### About this exercise
Every entry must be output exactly as it was written.

Input data Block Start

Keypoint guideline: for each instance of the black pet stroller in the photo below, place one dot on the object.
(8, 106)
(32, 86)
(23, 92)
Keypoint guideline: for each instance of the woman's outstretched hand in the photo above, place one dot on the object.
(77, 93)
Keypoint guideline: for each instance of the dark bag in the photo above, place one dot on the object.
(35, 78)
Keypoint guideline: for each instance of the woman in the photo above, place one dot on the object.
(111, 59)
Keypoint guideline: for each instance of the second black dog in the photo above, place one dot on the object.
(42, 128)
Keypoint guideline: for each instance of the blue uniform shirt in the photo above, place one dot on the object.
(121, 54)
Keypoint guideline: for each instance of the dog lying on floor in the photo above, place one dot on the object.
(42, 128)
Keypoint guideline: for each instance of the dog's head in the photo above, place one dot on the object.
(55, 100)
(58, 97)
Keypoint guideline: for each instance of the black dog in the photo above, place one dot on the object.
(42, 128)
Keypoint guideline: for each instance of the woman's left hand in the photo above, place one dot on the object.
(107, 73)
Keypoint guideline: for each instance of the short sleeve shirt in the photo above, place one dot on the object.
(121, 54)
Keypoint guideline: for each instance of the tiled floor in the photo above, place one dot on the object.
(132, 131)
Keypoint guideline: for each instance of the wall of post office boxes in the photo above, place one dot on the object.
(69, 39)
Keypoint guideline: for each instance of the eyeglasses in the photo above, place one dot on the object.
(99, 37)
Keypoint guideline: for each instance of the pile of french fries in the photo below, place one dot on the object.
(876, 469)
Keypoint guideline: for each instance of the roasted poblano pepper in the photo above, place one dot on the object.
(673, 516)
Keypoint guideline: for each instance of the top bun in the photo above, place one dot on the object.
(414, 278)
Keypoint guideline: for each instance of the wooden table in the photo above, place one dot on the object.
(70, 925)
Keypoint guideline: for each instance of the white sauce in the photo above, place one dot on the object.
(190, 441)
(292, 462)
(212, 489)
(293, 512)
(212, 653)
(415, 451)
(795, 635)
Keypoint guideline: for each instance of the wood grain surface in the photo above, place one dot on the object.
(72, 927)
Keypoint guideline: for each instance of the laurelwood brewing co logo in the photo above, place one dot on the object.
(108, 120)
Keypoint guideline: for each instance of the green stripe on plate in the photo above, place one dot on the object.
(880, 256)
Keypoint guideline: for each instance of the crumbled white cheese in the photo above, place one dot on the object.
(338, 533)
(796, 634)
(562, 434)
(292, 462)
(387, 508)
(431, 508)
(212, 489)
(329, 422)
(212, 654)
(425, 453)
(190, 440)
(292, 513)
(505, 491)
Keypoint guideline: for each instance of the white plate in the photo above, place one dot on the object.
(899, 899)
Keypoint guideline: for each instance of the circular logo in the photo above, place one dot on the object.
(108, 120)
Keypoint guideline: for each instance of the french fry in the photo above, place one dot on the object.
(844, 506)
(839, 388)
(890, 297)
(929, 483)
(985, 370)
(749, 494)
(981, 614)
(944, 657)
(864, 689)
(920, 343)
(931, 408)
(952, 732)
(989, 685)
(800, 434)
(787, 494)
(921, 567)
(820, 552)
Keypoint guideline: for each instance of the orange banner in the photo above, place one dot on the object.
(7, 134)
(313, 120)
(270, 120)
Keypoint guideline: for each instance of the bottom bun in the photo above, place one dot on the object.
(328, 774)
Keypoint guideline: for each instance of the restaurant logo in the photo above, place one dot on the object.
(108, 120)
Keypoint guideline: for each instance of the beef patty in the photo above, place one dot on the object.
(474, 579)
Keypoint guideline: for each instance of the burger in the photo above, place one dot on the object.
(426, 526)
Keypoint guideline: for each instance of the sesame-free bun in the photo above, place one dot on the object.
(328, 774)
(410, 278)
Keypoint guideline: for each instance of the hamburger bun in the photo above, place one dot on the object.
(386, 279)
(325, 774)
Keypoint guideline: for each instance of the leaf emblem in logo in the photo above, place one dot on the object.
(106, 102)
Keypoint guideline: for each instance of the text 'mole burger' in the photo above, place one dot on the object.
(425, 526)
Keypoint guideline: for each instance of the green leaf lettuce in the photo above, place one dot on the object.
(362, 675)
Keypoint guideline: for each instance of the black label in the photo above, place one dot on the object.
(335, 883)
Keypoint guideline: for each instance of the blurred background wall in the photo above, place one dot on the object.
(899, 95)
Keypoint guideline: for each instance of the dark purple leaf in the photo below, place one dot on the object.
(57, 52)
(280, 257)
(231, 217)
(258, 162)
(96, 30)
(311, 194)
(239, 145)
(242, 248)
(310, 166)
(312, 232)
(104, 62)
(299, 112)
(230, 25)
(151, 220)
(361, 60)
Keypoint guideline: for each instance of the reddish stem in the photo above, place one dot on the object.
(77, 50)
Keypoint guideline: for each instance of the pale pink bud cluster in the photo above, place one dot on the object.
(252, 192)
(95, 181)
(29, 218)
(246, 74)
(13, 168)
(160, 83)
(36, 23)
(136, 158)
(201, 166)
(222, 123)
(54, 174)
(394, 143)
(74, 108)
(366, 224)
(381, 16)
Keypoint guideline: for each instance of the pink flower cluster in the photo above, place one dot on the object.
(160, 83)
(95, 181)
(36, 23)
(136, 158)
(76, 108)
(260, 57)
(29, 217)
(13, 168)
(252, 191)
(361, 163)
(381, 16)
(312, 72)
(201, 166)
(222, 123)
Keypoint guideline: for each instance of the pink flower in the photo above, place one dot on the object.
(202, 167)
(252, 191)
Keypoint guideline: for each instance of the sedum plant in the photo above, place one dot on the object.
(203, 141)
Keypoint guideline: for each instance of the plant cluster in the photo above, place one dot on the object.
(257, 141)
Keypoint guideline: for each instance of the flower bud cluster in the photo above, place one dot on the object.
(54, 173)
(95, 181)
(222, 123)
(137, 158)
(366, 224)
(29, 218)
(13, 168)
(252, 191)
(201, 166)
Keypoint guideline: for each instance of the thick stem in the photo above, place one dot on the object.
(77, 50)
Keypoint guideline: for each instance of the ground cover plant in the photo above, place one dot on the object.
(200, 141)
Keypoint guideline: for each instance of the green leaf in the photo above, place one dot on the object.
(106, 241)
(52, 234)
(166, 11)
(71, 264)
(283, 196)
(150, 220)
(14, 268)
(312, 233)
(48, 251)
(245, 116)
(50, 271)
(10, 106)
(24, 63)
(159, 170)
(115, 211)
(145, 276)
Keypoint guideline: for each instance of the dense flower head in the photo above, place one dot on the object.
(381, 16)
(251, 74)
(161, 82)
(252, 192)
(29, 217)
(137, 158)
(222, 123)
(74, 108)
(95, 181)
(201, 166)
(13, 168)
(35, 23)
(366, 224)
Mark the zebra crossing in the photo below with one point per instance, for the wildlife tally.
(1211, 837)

Input data Block End

### Your solution
Keypoint guideline: for each instance of the black pet stroller in the photo below, place one dot on the object.
(8, 106)
(32, 86)
(23, 92)
Keypoint guideline: for each instance of the woman's outstretched hand in the photo above, place one dot on the object.
(77, 93)
Keypoint guideline: for each instance of the dark bag in the photo above, place one dot on the object.
(35, 78)
Keypoint guideline: for each instance of the woman in the photo above, place one dot on the object.
(111, 59)
Keypoint guideline: for each instance of the second black dog in the photo above, place one dot on the object.
(42, 128)
Keypoint guideline: for each instance of the blue uniform shirt in the photo above, place one dot on the object.
(121, 54)
Keypoint guideline: for each instance of the dog lying on floor in the photo above, place one dot on the object.
(42, 128)
Keypoint guideline: for each instance of the dog's head in the photo above, place one dot on the object.
(55, 100)
(58, 97)
Keypoint guideline: for each instance of the black dog in the photo above, place one dot on the object.
(42, 128)
Keypoint guideline: for each instance of the woman's left hand in the photo above, place one dot on the object.
(107, 73)
Keypoint guideline: for each instance of the short sleeve shirt in the photo above, place one dot on the object.
(121, 54)
Keypoint guideline: for each instance of the tiled floor in the photo above, place one dot on the object.
(132, 131)
Keypoint guideline: for each instance of the wall of post office boxes in the photo above, place one dot on the object.
(69, 39)
Keypoint guideline: for each instance of the eyeglasses in the photo above, place one dot on the object.
(99, 37)
Keypoint guideline: for each instance of the pile of french fries in the photo below, place one dot on the object.
(876, 469)
Keypoint guideline: for each instance of the roasted poblano pepper in the photo above, place one dot on the object.
(673, 516)
Keypoint guideline: for each instance of the top bun in the photo above, place one dot on the object.
(414, 278)
Keypoint guideline: for each instance of the wooden table in the photo above, place one dot on the object.
(70, 925)
Keypoint guideline: for each instance of the white sauce in the photo above, place one dot on the object.
(190, 441)
(292, 462)
(212, 489)
(293, 512)
(212, 653)
(415, 451)
(795, 635)
Keypoint guideline: for each instance of the wood grain surface in the photo above, place one dot on the object.
(72, 927)
Keypoint guideline: for each instance of the laurelwood brewing co logo in the photo above, place one dot on the object.
(108, 120)
Keypoint guideline: for each instance of the green stripe on plate in the photo above, place one dot on the object.
(880, 256)
Keypoint guideline: for each instance of the crumbled white cheese in the photo above, place one dot on the object.
(338, 533)
(796, 634)
(562, 434)
(292, 462)
(387, 508)
(431, 508)
(212, 489)
(329, 422)
(212, 654)
(425, 453)
(190, 440)
(292, 513)
(505, 491)
Keypoint guideline: for each instance of the white plate in the photo above, place one dot on the object.
(899, 899)
Keypoint guideline: for each instance of the circular logo in the photo above, place one dot on the object.
(108, 120)
Keypoint guideline: for each instance of the french fry in the photo above, place one dot on the object.
(844, 506)
(839, 388)
(890, 297)
(929, 483)
(985, 370)
(749, 494)
(981, 614)
(944, 657)
(864, 689)
(920, 343)
(931, 408)
(952, 732)
(989, 685)
(800, 434)
(787, 494)
(921, 567)
(820, 552)
Keypoint guideline: for each instance of the orange banner in the photo above, place one dot on the object.
(7, 134)
(313, 120)
(270, 120)
Keypoint guideline: for each instance of the bottom bun in the photo above, place one dot on the object.
(328, 774)
Keypoint guideline: for each instance of the restaurant logo in the photo above, place one dot on the object.
(108, 120)
Keypoint guideline: for each instance of the beef patty in the photo above, place one dot on the object.
(474, 579)
Keypoint guideline: for each instance of the burger in the photo above, place one dot on the object.
(426, 526)
Keypoint guideline: for each instance of the sesame-free bun in the photo above, place one dot on the object.
(328, 774)
(410, 278)
Keypoint guideline: for each instance of the hamburger bun in the photo above, place one dot on the object.
(386, 279)
(325, 774)
Keypoint guideline: for each instance of the leaf emblem in logo in the photo above, place one dot on the object.
(106, 102)
Keypoint guideline: for each instance of the text 'mole burger' in the photo above, place one dot on the object.
(425, 526)
Keypoint guideline: for each instance of the green leaf lettuce in the photo above, place one dot on the object.
(362, 675)
Keypoint guideline: for each instance of the black label in the photo above, place one dot on the object.
(335, 883)
Keypoint guideline: for each instance of the blurred background wall in the photo above, place one dot on the object.
(899, 95)
Keypoint guideline: for each instance of the dark purple leaf in the photo below, place one dot on the object.
(57, 52)
(280, 257)
(231, 217)
(258, 162)
(96, 30)
(311, 194)
(239, 145)
(242, 248)
(310, 166)
(312, 232)
(104, 62)
(299, 112)
(230, 25)
(151, 220)
(361, 60)
Keypoint guideline: for each instance of the reddish stem in the photo above, place one dot on the object.
(77, 50)
Keypoint guideline: for each instance of the pale pink bud cluster in the photo above, place one dot on the object.
(252, 192)
(95, 181)
(29, 218)
(246, 74)
(13, 168)
(160, 83)
(36, 23)
(136, 158)
(201, 166)
(222, 123)
(54, 174)
(394, 143)
(74, 108)
(366, 224)
(381, 16)
Keypoint guideline: for each instance of the pink flower cluster in the photo above, place one dot on the object.
(160, 83)
(95, 181)
(36, 23)
(136, 158)
(76, 108)
(260, 57)
(29, 217)
(13, 168)
(252, 191)
(361, 163)
(381, 16)
(312, 72)
(201, 166)
(222, 123)
Keypoint guideline: for each instance of the pink flower in the photo above, place one dot on the object.
(202, 167)
(252, 191)
Keypoint guideline: for each instance of the sedum plant in the photo above, place one dot on the object.
(203, 141)
Keypoint guideline: for each instance of the plant cluster in the photo above, place one dot on the object.
(257, 141)
Keypoint guideline: for each instance of the flower bud cluster in the photo above, place one dot on the object.
(54, 173)
(95, 181)
(222, 123)
(137, 158)
(366, 224)
(29, 218)
(13, 168)
(252, 191)
(201, 166)
Keypoint guideline: for each instance of the thick stem in the photo above, place one dot on the object.
(77, 50)
Keypoint guideline: for each instance of the ground cover plant in the photo above, place one dot on the object.
(200, 141)
Keypoint guideline: for each instance of the green leaf in the photo above, place one dot on the object.
(106, 241)
(52, 234)
(166, 11)
(71, 264)
(283, 196)
(150, 220)
(14, 268)
(312, 233)
(48, 251)
(245, 116)
(50, 271)
(10, 106)
(24, 63)
(159, 170)
(115, 211)
(145, 276)
Keypoint guideline: for each instance of the dense flower head in the photo above, place one dot on the object.
(381, 16)
(251, 74)
(161, 82)
(252, 192)
(29, 217)
(137, 158)
(222, 123)
(74, 108)
(95, 181)
(201, 166)
(13, 168)
(35, 23)
(366, 224)
Mark the zebra crossing in the photo below with one point per instance, for the wildlife tally.
(1211, 837)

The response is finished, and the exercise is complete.